GOAL -> Output the lines of the items below as a JSON list of strings, one string per line, omitting any blank lines.

AVAILABLE RECORDS ->
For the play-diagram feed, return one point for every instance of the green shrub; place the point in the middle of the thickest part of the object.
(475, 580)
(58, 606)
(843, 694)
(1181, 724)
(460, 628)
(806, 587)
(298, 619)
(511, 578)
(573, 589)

RESPONSE TO THIS TASK ->
[
  "For the play-diagram feed, return one point for every instance of the green shrub; place the point in the middle of the thickest part of the object.",
  "(475, 580)",
  "(58, 606)",
  "(843, 694)",
  "(1181, 724)",
  "(460, 628)",
  "(806, 587)",
  "(298, 619)",
  "(511, 578)",
  "(573, 589)"
]